◆ Task prompt ◆
Copy the listing below in full, exactly.

◆ Materials provided ◆

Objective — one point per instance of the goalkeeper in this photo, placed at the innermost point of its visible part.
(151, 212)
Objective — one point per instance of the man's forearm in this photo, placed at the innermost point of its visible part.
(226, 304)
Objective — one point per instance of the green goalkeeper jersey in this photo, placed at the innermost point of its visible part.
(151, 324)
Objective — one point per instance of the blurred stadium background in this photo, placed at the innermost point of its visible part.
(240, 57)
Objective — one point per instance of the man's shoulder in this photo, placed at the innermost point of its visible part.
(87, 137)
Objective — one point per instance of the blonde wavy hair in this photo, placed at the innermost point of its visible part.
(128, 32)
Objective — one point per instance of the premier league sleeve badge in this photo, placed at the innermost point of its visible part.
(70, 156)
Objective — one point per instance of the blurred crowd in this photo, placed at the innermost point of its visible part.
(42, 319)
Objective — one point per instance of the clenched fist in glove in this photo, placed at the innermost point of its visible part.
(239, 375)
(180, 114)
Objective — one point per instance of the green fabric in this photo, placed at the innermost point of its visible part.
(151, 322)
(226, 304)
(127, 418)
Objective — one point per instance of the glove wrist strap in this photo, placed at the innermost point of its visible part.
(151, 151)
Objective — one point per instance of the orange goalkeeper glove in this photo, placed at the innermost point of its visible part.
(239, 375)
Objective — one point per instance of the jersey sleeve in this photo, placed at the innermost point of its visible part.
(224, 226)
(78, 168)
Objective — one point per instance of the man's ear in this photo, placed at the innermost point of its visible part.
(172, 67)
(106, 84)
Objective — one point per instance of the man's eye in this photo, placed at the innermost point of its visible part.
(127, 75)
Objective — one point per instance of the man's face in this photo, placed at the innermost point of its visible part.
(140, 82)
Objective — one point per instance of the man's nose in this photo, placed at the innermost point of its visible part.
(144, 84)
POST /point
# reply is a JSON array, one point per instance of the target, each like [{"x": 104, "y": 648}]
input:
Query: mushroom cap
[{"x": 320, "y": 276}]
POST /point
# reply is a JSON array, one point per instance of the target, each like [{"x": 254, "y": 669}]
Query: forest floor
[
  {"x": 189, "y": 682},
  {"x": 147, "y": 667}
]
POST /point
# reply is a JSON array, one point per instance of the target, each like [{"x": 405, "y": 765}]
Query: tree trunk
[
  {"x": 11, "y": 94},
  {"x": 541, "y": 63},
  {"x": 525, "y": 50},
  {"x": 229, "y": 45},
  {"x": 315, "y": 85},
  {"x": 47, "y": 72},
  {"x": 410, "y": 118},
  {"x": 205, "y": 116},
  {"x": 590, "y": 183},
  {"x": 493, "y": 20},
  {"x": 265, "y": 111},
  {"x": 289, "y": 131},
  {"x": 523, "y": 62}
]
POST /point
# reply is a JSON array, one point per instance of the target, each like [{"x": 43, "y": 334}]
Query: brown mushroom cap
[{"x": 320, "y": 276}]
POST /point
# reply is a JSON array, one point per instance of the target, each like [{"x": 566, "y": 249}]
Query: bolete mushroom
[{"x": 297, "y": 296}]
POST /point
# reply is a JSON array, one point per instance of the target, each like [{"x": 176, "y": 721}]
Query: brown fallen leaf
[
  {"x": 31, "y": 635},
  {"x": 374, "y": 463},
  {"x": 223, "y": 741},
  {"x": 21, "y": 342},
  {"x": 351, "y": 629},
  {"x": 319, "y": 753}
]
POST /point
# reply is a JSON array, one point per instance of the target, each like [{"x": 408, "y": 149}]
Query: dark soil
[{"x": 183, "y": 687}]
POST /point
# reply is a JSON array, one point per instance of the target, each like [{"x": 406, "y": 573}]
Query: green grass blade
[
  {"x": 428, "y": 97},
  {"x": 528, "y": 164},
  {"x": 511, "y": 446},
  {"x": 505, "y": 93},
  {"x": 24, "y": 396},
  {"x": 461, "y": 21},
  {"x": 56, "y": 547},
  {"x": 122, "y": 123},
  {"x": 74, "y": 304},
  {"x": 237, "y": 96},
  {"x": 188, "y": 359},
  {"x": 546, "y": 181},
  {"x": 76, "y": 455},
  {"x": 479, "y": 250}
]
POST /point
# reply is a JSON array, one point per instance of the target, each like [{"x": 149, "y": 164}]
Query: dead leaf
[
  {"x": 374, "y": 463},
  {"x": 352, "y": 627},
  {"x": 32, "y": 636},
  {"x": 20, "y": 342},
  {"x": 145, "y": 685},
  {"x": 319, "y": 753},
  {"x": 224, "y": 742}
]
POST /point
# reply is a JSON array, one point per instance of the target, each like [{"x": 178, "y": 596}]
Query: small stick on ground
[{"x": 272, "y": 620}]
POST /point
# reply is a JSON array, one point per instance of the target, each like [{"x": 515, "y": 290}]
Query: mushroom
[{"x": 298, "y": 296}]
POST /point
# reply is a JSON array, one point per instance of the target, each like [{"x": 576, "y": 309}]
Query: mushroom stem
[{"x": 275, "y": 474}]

◆ Answer for this exercise ◆
Objective — one point per instance of the goalkeeper in this photo, placed at the innermost point of its visible part.
(151, 212)
Objective — one point per instance of the man's forearm in this photo, placed at the innermost point of its visible part.
(226, 304)
Objective — one point per instance of the green goalkeeper jersey in this photo, placed at the innermost point of its visible part.
(151, 324)
Objective — one point per instance of the blurred stadium background in this photo, placed at the innermost point of its visible part.
(240, 57)
Objective — one point per instance of the man's shoulder in this photo, placed at the innermost point of its visible part.
(87, 137)
Objective — one point per instance of the blonde wavy hair in this photo, placed at the innermost point of its visible part.
(128, 32)
Objective — one point per instance of the premier league sleeve badge in this photo, placed at the innermost point of its visible part.
(70, 156)
Objective — one point per instance of the blurred crowd in this photo, placed at the innermost point of its visible part.
(42, 319)
Objective — one point per instance of the clenched fist in glove in this photo, placed at the innermost point of its visible part.
(239, 375)
(180, 114)
Objective — one point per instance of the green fabric in this photo, placed at the innermost point of its visible part.
(151, 322)
(226, 304)
(127, 418)
Objective — one point per instance of the glove wrist strap in this photo, placed at the innermost point of its visible part.
(151, 151)
Objective — one point per instance of the orange goalkeeper glove in this photo, placed at the innermost point of its visible part.
(239, 375)
Objective — one point per instance of the jersey sleeve in this photo, placed at the innermost point of its visible part.
(224, 226)
(78, 168)
Objective — one point per instance of the man's ear in this photo, placed at the innermost point of its visible part.
(172, 67)
(106, 84)
Objective — one point per instance of the man's eye in this photo, placed at the innermost point of its visible part.
(127, 75)
Objective — one point per instance of the man's face in this photo, placed at the innermost point of its visible part.
(140, 82)
Objective — one point per instance of the man's nose in this photo, placed at the innermost point of its visible part.
(144, 84)
POST /point
# reply is a JSON array, one point per instance of the target, each like [{"x": 104, "y": 648}]
input:
Query: mushroom cap
[{"x": 320, "y": 276}]
POST /point
# reply is a JSON array, one point per instance of the target, each like [{"x": 254, "y": 669}]
Query: forest floor
[
  {"x": 189, "y": 682},
  {"x": 147, "y": 667}
]
POST /point
# reply is a JSON array, one point per instance of the target, each like [{"x": 405, "y": 765}]
Query: tree trunk
[
  {"x": 11, "y": 94},
  {"x": 541, "y": 63},
  {"x": 525, "y": 50},
  {"x": 229, "y": 45},
  {"x": 315, "y": 85},
  {"x": 47, "y": 72},
  {"x": 410, "y": 118},
  {"x": 205, "y": 116},
  {"x": 590, "y": 183},
  {"x": 493, "y": 20},
  {"x": 265, "y": 111},
  {"x": 289, "y": 131},
  {"x": 523, "y": 62}
]
POST /point
# reply is a JSON array, one point per instance of the target, each like [{"x": 43, "y": 334}]
Query: brown mushroom cap
[{"x": 320, "y": 276}]
POST /point
# reply is a JSON array, one point per instance of the target, each like [{"x": 566, "y": 249}]
Query: bolete mushroom
[{"x": 297, "y": 296}]
POST /point
# reply is a JSON array, one point per instance of the target, each like [{"x": 176, "y": 721}]
Query: brown fallen leaf
[
  {"x": 31, "y": 635},
  {"x": 374, "y": 463},
  {"x": 223, "y": 741},
  {"x": 21, "y": 342},
  {"x": 351, "y": 629},
  {"x": 319, "y": 753}
]
POST /point
# reply is a JSON array, one point per instance of the target, each like [{"x": 408, "y": 149}]
Query: dark soil
[{"x": 183, "y": 687}]
POST /point
# reply is a JSON array, one point per instance of the target, each like [{"x": 406, "y": 573}]
Query: green grass blade
[
  {"x": 428, "y": 97},
  {"x": 528, "y": 164},
  {"x": 511, "y": 446},
  {"x": 505, "y": 93},
  {"x": 24, "y": 396},
  {"x": 461, "y": 21},
  {"x": 56, "y": 547},
  {"x": 122, "y": 123},
  {"x": 74, "y": 304},
  {"x": 237, "y": 96},
  {"x": 188, "y": 359},
  {"x": 546, "y": 181},
  {"x": 76, "y": 455},
  {"x": 479, "y": 250}
]
POST /point
# reply is a JSON array, one point per instance of the target, each like [{"x": 149, "y": 164}]
Query: dead leaf
[
  {"x": 374, "y": 463},
  {"x": 352, "y": 627},
  {"x": 32, "y": 636},
  {"x": 20, "y": 342},
  {"x": 145, "y": 685},
  {"x": 319, "y": 753},
  {"x": 224, "y": 742}
]
POST /point
# reply is a JSON array, one point per instance of the target, each like [{"x": 178, "y": 596}]
Query: small stick on ground
[{"x": 272, "y": 620}]
POST /point
# reply is a JSON array, one point per instance of the target, each like [{"x": 515, "y": 290}]
Query: mushroom
[{"x": 298, "y": 296}]
POST /point
# reply is a JSON array, one point per instance of the target, each like [{"x": 576, "y": 309}]
Query: mushroom stem
[{"x": 275, "y": 474}]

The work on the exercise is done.